The line containing "Pass this photo to locate to point out the white door" opens the span to copy, and the last line of the records below closes it. Write out that span exactly.

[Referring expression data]
▼

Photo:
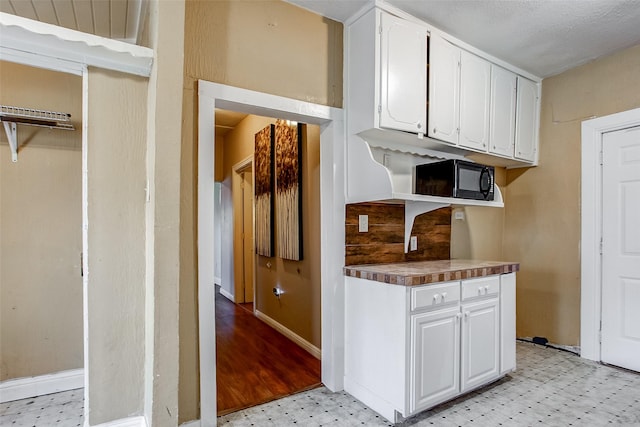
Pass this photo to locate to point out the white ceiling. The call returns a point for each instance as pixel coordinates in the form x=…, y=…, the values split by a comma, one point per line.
x=114, y=19
x=543, y=37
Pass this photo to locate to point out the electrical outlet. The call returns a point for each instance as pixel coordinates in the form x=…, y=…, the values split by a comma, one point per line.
x=363, y=223
x=413, y=243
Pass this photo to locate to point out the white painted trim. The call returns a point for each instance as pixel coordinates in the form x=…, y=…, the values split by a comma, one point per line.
x=138, y=421
x=22, y=388
x=332, y=208
x=228, y=295
x=591, y=226
x=40, y=44
x=85, y=236
x=310, y=348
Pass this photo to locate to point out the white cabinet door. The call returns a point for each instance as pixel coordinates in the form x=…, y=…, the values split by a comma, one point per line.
x=475, y=86
x=507, y=323
x=403, y=75
x=502, y=127
x=480, y=345
x=435, y=357
x=526, y=120
x=444, y=87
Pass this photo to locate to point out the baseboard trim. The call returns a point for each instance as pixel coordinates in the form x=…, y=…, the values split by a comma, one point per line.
x=227, y=295
x=138, y=421
x=312, y=349
x=23, y=388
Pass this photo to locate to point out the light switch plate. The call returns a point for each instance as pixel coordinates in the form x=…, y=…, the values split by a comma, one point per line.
x=413, y=243
x=363, y=223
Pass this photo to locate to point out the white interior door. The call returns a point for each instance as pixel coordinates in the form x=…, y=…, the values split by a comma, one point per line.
x=621, y=249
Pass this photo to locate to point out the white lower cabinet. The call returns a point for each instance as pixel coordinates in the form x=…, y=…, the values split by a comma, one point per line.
x=409, y=348
x=435, y=351
x=480, y=361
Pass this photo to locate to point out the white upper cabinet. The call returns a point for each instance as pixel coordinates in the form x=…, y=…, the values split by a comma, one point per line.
x=403, y=79
x=444, y=89
x=503, y=111
x=413, y=89
x=526, y=120
x=475, y=85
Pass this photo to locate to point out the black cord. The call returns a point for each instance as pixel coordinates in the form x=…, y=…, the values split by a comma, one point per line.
x=548, y=345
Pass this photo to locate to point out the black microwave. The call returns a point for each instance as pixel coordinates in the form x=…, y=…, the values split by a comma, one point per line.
x=455, y=178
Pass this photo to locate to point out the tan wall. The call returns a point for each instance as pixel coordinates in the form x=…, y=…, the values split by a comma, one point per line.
x=267, y=46
x=542, y=224
x=116, y=161
x=480, y=234
x=299, y=309
x=166, y=30
x=41, y=229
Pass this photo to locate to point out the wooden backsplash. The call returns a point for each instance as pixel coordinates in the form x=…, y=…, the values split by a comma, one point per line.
x=384, y=242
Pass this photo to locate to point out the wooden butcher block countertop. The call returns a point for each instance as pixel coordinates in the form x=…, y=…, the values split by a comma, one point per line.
x=425, y=272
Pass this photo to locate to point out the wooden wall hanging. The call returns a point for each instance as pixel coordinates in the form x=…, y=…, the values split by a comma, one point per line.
x=288, y=149
x=264, y=200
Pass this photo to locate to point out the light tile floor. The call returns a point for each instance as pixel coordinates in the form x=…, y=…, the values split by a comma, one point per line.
x=64, y=409
x=550, y=388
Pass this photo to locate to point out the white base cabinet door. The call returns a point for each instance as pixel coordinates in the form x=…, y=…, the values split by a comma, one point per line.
x=435, y=352
x=480, y=343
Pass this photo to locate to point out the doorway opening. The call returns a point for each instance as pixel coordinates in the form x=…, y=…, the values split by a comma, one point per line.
x=42, y=347
x=592, y=216
x=257, y=330
x=331, y=209
x=243, y=225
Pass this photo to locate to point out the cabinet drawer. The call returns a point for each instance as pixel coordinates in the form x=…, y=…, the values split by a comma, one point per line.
x=480, y=287
x=435, y=296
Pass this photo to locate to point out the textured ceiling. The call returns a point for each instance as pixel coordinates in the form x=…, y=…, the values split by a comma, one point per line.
x=114, y=19
x=543, y=37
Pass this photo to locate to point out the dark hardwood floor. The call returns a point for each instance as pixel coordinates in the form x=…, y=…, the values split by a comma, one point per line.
x=255, y=363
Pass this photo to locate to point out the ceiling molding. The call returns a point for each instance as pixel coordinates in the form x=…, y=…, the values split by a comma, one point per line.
x=44, y=45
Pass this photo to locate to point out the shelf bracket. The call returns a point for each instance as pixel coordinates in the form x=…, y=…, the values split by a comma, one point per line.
x=12, y=136
x=411, y=211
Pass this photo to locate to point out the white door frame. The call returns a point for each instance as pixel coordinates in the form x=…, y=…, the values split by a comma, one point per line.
x=332, y=207
x=591, y=226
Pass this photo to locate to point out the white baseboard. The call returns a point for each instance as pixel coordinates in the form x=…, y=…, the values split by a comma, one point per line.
x=312, y=349
x=227, y=295
x=23, y=388
x=138, y=421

▲

## Reply to the task
Pass this photo to locate to point out the white door frame. The call returns a point for each instance as pixel coordinates in the form x=…, y=…, the values split by a comma, one point per line.
x=332, y=207
x=591, y=226
Pass this photo to locate to point out the white baseboard. The call returns a point for each instance as pixel coordinates in the form x=…, y=…, the values split by a comma, one point per line.
x=312, y=349
x=227, y=295
x=23, y=388
x=138, y=421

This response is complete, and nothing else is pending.